**PROBLEM TO WORK ON**: Repeat word for word the stretch of entries below from the line containing "Note to the class: find the hanging" through the line containing "pixel 624 346", with both of those lines included. Leave the pictures out of your answer.

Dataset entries
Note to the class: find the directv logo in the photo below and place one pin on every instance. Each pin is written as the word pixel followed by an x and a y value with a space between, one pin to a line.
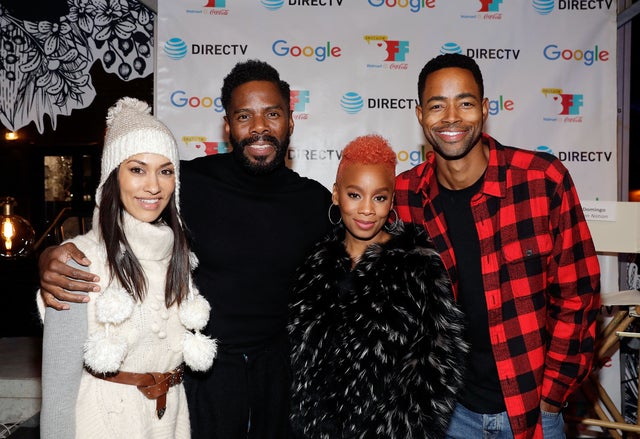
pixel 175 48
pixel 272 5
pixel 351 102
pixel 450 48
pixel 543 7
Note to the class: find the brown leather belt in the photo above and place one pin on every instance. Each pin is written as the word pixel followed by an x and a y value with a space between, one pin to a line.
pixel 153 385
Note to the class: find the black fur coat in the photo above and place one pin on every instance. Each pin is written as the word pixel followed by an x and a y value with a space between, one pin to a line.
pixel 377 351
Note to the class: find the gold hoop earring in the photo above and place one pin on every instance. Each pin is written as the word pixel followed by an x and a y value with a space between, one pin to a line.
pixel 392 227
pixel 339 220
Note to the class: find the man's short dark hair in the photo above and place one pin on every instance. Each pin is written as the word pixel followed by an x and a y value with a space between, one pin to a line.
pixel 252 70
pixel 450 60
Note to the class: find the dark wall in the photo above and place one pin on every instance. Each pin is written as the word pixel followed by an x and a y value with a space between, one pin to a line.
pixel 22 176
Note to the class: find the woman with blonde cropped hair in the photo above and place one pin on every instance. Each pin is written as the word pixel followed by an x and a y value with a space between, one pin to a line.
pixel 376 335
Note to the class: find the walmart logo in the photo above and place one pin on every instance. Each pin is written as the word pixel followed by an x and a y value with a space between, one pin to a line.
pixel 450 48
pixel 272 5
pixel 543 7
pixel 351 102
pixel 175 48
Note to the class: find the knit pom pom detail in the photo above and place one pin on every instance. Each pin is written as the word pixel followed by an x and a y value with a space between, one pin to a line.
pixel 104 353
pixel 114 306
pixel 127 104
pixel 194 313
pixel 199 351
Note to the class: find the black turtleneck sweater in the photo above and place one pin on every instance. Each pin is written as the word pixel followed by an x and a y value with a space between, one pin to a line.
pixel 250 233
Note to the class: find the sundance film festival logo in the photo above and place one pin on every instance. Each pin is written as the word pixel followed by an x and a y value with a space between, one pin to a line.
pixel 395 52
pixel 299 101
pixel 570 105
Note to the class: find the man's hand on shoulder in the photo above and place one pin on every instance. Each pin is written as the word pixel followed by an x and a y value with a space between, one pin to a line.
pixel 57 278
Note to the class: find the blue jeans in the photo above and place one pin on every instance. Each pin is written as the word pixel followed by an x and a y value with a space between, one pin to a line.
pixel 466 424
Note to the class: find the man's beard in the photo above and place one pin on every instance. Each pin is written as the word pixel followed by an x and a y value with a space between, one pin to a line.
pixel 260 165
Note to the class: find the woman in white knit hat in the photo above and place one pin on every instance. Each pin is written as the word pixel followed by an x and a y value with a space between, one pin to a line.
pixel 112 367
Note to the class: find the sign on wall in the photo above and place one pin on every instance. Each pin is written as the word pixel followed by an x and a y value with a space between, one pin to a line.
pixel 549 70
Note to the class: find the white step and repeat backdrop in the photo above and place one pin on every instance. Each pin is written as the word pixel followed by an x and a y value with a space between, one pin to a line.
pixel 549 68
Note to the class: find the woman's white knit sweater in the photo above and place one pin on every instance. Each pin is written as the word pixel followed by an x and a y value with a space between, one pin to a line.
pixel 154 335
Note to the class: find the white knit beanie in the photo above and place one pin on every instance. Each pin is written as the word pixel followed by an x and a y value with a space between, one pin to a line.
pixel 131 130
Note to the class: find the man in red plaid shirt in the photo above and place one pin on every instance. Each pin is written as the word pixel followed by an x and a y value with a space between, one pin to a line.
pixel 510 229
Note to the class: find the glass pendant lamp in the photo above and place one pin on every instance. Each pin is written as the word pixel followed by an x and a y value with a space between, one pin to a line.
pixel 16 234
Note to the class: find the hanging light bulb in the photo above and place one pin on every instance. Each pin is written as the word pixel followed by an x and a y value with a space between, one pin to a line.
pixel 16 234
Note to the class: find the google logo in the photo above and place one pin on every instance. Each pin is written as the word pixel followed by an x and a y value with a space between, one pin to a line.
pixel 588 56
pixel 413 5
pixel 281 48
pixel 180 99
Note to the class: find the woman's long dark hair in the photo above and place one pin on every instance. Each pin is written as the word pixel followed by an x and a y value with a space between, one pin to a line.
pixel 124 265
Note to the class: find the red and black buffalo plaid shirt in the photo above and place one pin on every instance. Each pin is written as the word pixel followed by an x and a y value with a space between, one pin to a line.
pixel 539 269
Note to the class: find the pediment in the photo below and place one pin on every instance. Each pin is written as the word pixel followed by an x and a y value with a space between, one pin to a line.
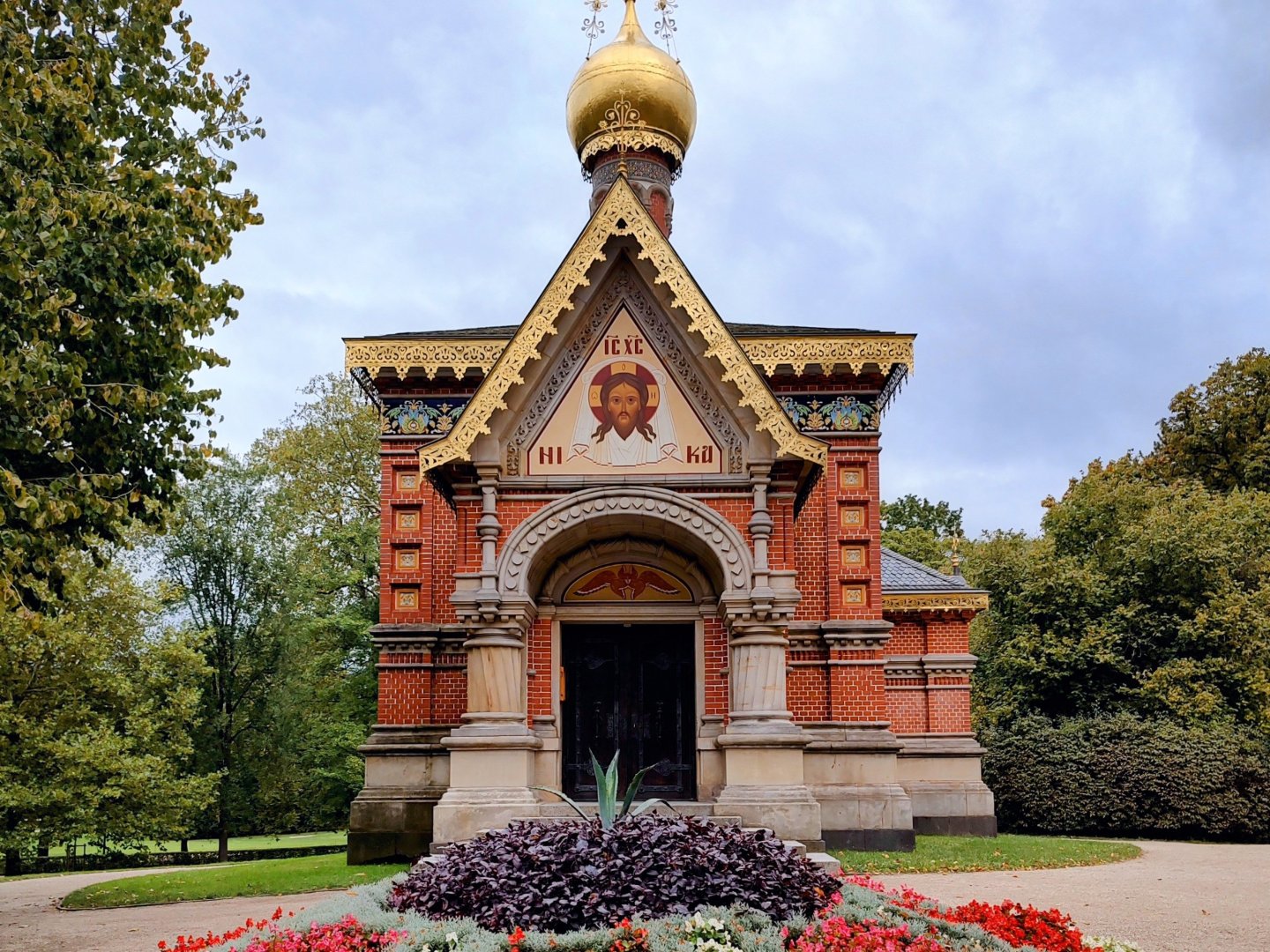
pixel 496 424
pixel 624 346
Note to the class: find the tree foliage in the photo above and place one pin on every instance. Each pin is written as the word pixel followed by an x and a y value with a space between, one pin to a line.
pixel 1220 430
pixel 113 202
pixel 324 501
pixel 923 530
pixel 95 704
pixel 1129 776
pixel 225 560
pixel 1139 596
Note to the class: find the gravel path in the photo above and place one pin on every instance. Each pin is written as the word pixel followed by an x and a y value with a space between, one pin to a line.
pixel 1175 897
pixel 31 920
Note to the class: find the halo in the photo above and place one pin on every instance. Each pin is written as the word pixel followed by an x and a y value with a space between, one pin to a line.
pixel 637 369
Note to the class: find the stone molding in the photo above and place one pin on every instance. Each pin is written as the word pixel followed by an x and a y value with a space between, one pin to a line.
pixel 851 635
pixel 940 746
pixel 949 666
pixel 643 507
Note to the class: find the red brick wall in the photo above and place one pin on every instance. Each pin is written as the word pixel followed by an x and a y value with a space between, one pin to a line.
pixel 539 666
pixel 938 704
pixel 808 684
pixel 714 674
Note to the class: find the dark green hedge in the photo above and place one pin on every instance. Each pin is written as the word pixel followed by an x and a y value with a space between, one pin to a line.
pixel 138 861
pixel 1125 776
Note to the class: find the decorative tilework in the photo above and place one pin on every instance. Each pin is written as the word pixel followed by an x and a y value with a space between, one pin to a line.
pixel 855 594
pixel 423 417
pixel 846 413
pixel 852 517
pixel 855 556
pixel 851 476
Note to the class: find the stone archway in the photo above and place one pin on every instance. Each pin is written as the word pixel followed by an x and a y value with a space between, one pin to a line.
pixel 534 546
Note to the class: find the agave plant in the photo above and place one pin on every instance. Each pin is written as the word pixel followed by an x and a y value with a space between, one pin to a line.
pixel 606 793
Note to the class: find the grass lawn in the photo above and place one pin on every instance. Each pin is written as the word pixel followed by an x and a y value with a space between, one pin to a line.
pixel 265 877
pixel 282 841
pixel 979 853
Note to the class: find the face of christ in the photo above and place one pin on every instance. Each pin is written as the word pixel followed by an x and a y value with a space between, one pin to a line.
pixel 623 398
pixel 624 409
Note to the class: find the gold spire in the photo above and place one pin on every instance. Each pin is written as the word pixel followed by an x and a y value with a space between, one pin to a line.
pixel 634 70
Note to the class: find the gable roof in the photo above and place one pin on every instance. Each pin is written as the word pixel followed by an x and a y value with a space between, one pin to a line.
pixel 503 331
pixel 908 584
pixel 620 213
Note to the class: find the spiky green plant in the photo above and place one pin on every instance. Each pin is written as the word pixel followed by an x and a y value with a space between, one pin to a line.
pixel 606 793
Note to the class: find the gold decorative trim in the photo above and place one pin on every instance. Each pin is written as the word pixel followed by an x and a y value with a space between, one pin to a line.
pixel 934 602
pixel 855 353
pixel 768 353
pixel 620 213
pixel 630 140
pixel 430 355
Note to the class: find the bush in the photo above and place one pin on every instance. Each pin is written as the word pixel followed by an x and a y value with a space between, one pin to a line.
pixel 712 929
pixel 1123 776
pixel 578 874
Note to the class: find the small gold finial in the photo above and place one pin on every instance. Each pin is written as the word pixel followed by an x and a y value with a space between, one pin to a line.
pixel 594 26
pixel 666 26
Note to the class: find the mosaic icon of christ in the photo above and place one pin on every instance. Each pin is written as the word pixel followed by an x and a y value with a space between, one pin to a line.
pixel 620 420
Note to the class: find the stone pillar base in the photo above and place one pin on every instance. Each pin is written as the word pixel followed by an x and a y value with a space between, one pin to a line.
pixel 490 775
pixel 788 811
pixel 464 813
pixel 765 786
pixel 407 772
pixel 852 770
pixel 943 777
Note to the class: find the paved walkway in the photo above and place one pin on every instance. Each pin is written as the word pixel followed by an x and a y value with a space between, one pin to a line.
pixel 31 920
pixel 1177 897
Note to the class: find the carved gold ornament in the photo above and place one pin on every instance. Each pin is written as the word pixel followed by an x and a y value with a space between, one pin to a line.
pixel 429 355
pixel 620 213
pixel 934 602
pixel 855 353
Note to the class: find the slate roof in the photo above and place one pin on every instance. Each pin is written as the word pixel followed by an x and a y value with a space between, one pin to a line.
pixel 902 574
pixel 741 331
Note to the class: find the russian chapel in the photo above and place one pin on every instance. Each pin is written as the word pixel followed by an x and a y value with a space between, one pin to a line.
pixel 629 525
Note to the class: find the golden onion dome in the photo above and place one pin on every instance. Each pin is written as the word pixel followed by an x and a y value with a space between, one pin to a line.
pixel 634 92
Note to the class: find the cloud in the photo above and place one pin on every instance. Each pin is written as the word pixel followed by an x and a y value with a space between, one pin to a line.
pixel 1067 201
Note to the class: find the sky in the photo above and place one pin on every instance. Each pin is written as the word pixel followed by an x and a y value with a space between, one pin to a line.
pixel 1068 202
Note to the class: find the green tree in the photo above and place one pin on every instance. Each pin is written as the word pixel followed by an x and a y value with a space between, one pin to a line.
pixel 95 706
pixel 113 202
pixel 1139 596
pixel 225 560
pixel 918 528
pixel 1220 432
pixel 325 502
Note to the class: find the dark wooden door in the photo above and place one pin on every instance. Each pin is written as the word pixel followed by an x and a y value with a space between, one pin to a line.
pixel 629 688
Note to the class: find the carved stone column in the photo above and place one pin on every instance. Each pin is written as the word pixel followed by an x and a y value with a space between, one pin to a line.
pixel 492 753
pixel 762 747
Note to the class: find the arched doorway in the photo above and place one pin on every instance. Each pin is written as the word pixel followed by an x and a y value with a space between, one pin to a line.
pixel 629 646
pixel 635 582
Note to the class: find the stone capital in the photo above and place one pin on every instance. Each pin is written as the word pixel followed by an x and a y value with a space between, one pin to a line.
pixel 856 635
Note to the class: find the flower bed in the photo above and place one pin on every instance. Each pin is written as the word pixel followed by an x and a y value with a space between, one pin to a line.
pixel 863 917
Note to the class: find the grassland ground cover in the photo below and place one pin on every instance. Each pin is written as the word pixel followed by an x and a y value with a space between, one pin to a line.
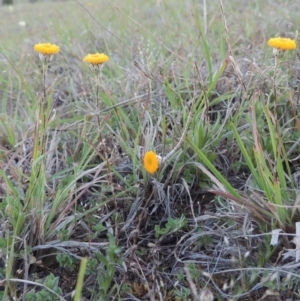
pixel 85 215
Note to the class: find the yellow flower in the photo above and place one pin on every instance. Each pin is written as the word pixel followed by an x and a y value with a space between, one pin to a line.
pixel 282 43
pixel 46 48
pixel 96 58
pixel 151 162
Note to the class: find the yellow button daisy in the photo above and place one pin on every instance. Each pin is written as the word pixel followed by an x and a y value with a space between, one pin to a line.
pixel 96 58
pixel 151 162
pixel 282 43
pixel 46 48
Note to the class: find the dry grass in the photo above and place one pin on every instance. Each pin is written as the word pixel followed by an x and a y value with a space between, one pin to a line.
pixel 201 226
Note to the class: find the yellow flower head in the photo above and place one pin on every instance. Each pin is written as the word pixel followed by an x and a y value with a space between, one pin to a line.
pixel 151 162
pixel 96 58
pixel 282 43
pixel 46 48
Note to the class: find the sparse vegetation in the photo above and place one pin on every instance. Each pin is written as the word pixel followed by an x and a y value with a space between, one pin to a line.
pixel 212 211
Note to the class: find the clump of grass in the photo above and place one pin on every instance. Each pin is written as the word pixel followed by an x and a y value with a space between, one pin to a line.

**COMPLETE RESPONSE**:
Note to the class: find the hanging light bulb in the photo above and place one pin on every instance. Each pin is written as the word pixel followed by an x and a y value with a space between, one pin to a line.
pixel 16 234
Note to the class: find the google logo in the photo above and place one pin on every instance. Each pin is written as the word pixel followed by an x and a y value with a space between, one pin to a line.
pixel 588 56
pixel 413 5
pixel 281 48
pixel 180 99
Note to the class: find the woman's long dark hair in the photo above and place one pin on every instance. Each pin is written as the word pixel followed by an x and a y value with a space between, one pin to a line.
pixel 124 265
Note to the class: find the red and black buffalo plaid shirt in the photo above and place one pin on every instance. Each pin is written as the word pixel followed by an x and a y value with a space between, one pin to a line.
pixel 539 269
Note to the class: find the pediment in the photo below and place one pin on every instance. Each pin is written as the word pixel followed by an x and a y value with a space between, one pin to a line.
pixel 496 424
pixel 624 346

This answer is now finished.